* BEGIN Records provided *

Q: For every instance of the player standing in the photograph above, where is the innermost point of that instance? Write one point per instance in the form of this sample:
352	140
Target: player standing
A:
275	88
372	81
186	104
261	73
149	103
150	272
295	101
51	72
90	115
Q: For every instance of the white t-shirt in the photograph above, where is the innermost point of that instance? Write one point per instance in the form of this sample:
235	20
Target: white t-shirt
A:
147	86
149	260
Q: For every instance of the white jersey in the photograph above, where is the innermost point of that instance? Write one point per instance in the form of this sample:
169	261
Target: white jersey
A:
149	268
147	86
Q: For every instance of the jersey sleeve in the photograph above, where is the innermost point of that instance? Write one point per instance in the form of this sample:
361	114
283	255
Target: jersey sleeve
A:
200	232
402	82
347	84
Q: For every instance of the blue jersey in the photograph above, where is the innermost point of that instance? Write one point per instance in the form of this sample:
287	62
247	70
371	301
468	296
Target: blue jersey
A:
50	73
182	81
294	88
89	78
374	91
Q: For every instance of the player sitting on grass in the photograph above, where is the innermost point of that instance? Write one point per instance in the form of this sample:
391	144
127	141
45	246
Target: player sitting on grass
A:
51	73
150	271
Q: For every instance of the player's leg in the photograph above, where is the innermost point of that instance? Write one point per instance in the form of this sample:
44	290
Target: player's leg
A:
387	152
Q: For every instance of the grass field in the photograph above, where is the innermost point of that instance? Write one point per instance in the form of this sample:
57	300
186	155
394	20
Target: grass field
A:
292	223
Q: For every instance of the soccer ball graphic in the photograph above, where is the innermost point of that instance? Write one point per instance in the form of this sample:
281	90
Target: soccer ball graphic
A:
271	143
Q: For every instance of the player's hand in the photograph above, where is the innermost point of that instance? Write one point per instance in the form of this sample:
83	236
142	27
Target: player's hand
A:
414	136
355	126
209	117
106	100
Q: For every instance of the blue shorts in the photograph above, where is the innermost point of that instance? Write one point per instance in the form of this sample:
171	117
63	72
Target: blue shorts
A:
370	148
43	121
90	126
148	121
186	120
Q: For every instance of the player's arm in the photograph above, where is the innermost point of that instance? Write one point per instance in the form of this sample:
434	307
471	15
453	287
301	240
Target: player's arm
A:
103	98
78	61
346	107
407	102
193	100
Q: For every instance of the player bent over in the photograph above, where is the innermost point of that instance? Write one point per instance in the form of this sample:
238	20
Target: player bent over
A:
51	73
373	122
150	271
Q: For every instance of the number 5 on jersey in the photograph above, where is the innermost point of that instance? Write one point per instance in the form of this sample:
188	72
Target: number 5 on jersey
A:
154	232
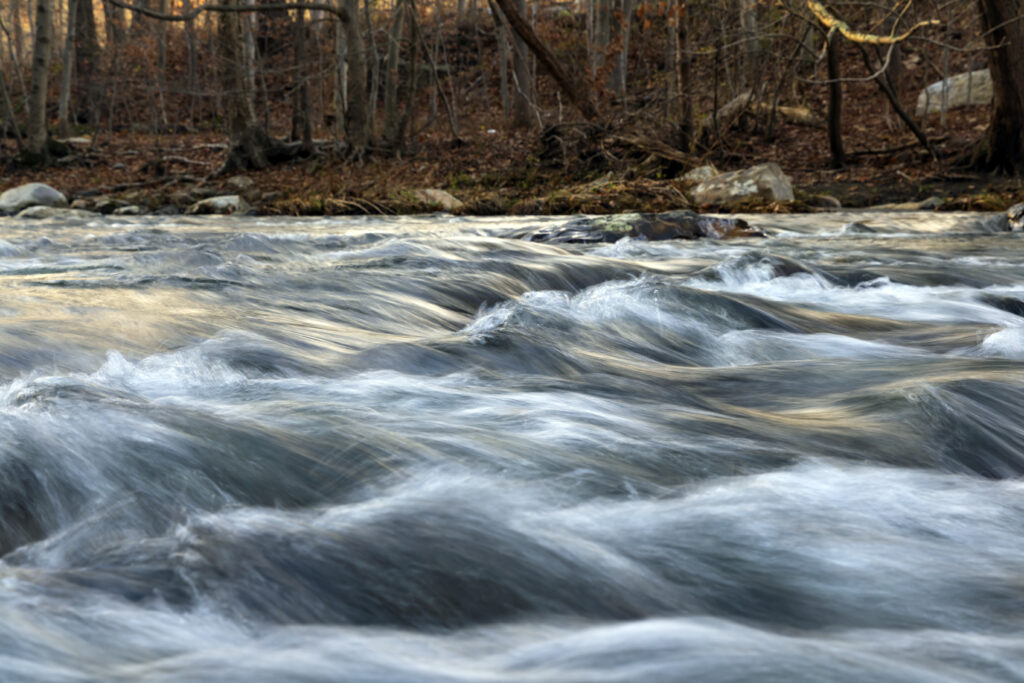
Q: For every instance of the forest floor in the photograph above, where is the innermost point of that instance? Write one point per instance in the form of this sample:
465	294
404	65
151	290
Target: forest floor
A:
497	170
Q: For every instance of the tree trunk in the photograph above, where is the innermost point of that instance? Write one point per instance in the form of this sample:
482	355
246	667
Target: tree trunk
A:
86	61
250	146
356	115
391	85
572	88
835	104
1003	146
750	74
36	148
301	104
66	76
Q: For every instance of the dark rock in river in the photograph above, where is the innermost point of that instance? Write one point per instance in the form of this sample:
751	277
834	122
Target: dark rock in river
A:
1015	217
668	225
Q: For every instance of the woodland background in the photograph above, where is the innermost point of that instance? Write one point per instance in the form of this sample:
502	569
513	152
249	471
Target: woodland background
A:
343	107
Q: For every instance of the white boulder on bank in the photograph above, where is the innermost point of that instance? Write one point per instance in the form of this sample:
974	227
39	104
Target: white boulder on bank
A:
766	180
968	89
33	194
437	198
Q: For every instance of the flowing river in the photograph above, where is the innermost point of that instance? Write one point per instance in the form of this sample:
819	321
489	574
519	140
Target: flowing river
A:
419	450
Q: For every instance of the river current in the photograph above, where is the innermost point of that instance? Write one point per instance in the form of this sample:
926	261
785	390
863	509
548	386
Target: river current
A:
419	450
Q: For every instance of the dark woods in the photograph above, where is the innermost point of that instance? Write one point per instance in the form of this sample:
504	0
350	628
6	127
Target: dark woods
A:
677	80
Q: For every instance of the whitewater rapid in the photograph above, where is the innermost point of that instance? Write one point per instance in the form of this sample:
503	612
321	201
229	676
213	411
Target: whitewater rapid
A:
420	450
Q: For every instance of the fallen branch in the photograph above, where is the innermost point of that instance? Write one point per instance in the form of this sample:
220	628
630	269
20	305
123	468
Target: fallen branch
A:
652	146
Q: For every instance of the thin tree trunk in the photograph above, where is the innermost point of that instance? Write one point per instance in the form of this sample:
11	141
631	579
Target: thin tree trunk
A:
522	96
503	68
750	74
835	103
36	150
391	113
250	146
86	47
66	76
301	119
356	116
375	70
573	89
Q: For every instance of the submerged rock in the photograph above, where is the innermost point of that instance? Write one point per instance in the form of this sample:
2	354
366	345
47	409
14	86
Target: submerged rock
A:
1015	218
653	226
33	194
968	89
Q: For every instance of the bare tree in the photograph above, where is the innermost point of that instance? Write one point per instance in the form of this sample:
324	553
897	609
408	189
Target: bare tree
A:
36	152
1003	146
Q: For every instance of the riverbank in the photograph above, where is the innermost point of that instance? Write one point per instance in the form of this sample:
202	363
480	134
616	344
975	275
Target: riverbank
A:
491	173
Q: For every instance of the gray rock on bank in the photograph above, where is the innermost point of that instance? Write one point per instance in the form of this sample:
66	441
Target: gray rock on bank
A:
224	204
33	194
968	89
437	199
765	180
40	212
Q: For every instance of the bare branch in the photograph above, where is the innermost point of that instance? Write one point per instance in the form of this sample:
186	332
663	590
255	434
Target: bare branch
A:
337	10
829	20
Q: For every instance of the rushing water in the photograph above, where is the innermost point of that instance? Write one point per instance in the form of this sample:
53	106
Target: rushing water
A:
417	450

* END Records provided *

» Exercise requirements:
Rewrite all of the material, replacing "innermost point" with "central point" everywhere and changing nothing else. Leave the pictures out.

» Worked solution:
Q: For every instance of the player standing in the photograph above, where is the central point of that instance? Write one point per instance in the form of this sample:
352	140
Target: player standing
A:
275	88
372	81
186	104
261	73
149	103
150	272
295	101
51	72
90	115
Q: For every instance of the white t-shirt in the photograph above, where is the central point of that instance? Write one point per instance in the form of this sample:
235	20
Target: white t-shirt
A:
147	86
149	260
Q: For every instance of the white jersey in the photograph above, where is the central point of that instance? Write one point per instance in the form of this sample:
169	261
Target: white jersey
A:
149	268
147	86
Q: For every instance of the jersey sleeve in the photograph above, where is the central point of that instance? Write one point per instance in the form of this sample:
361	114
283	255
Target: jersey sleeve
A:
200	232
402	82
347	84
Q: For every instance of the blue jersey in the photograph above, where is the central point of that instance? Write one point per instance in the form of this sample:
287	62
247	70
371	301
468	296
Target: blue jersey
A:
50	73
182	81
294	88
89	78
374	91
Q: For every instance of the player sitting on grass in the photograph above, where is the central point of that instance? Write one point per instance in the form of this sample:
391	144
127	141
45	246
Target: player sitting on grass
A:
51	73
150	271
Q: For every instance of the player's leg in the photograph above, where is the central point of that instance? Write one point per instance in the form of this sample:
44	290
Target: player's leg
A:
387	152
Q: For every instance of the grass field in the photograph above, where is the central point of that instance? Write one point per instance in the form of this sample:
57	300
186	155
394	20
Target: grass field
A:
292	223
Q: For every instance of the soccer ball graphic in the photograph above, where is the central point of that instance? Write one point per instance in the form of this sample:
281	90
Target: soccer ball graphic
A:
271	143
Q: For every instance of the player's hand in the photograph above, where is the central point of that instance? Write one point per instance in the form of this sample:
83	236
142	27
Target: player's hand
A:
414	136
355	126
209	117
106	100
Q: For every instance of the blue shorts in the photograph above, where is the central point of that instance? Write one point per instance in the form of this sample:
171	117
63	72
Target: blue shorts
A:
370	148
43	121
90	126
148	121
186	120
Q: For every instance of the player's arm in the photograph above, where is the central point of that instance? Write one point per instance in the form of this sample:
434	307
471	15
453	287
301	240
Target: player's arm
A:
103	98
78	61
346	107
407	102
193	100
Q: For every instance of the player bent over in the photograph above, where is the central point of that instance? Write one point per instance in the form of this sample:
238	20
Target: player bent over
A:
51	73
373	122
150	271
Q: For every instance of the number 5 on jersey in the photograph above, where is the central point of that instance? Write one point per instance in the form of this sample:
188	72
Target: number 5 on jersey
A:
154	232
Q: For every instance of the forest floor in the photograph above, where is the central point of that instance? Write one point per instance in the form of this sample:
465	294
404	65
151	290
Target: forest floor
A:
497	170
Q: For every instance of the tree trunk in the photograph above, where is the central point of that instance? Write one point per instance in the form of this sample:
482	355
246	667
Target: tree trunk
A:
86	61
250	146
356	115
391	85
572	88
835	104
1003	146
750	74
36	148
301	104
66	76
Q: For every instance of the dark rock in river in the photograph above, where is the central point of that instance? Write one point per instance in the form of this sample:
751	277
834	122
Target: dark rock in river
A:
1015	217
668	225
Q: For every instance of the woodland background in the photograph above, where is the central point of that instance? Write one point per instance in the form of this sample:
502	569
513	152
249	471
Target: woodland background
A:
343	107
Q: For every instance of the white boulder on bank in the photograph above, where is the central point of that instance? Write one point per instance in the form of this sample:
974	227
39	104
Target: white boulder on bank
A:
766	180
968	89
33	194
437	198
Q: For every instance of the flowing river in the photograph above, where is the central point of that instance? Write one point per instance in the form of this sample:
819	321
489	574
519	140
Target: flowing river
A:
419	450
Q: For every instance of the river current in the photograph above, where is the central point of that instance? Write one point per instance in the form of this sample:
926	261
785	390
863	509
548	386
Target: river current
A:
419	450
Q: For every instance of the dark woods in the photograph above, where is the central point of that instance? Write one point per instance in the form of this sample:
504	0
350	628
6	127
Target: dark woods
A:
677	80
Q: For every instance of the whitewater rapid in the photograph above, where is the central point of that instance? Write one point per instance in the form of this sample:
503	612
321	201
229	676
213	411
Target: whitewater rapid
A:
420	450
Q: For every instance of the fallen branch in the photograph above, where is the central point of that instance? Write one point per instance in the form of this sample:
220	628
630	269
20	305
123	468
Target: fallen branch
A:
652	146
Q: For every instance of the thin tree trunk in the photograph above, where is the central point of that instance? Write one point per instance in the form of this sample:
11	141
631	579
Target: thin tree trunk
A:
522	96
503	68
750	74
835	103
36	150
391	113
250	146
86	47
66	76
301	119
356	116
375	70
573	89
Q: For every instance of the submerged rock in the photograph above, where is the central point of that instance? Write one point per instance in the form of this sample:
2	354
366	345
47	409
14	86
Target: submerged rock
A:
1015	218
653	226
33	194
968	89
Q: For every instance of the bare tree in the photograph above, where is the central point of that instance? Write one point per instance in the form of this sample:
324	553
897	609
408	189
Target: bare tree
A:
36	152
1003	146
Q: For every instance of the riverbank in the photograph above, where is the central point of that instance? Write one point per instance in the form of this sample:
202	363
480	134
616	344
975	275
Target: riverbank
A:
491	173
Q: For every instance of the gray rock on bank in the photograph above, where is the central point of that instance? Write one point per instance in the form of this sample:
66	441
Target: gray rock on bank
A:
224	204
33	194
968	89
437	199
765	180
40	212
Q: For every instance of the bare branch in the photograph above, where is the central point of that instance? Write one point per instance in the form of this sample:
186	332
663	590
255	434
Target: bare branch
A:
337	10
829	20
Q: For every instance of the rushing water in the photograph above, where is the central point of that instance? Write one point per instance in the form of this sample:
53	106
Target: rushing water
A:
417	450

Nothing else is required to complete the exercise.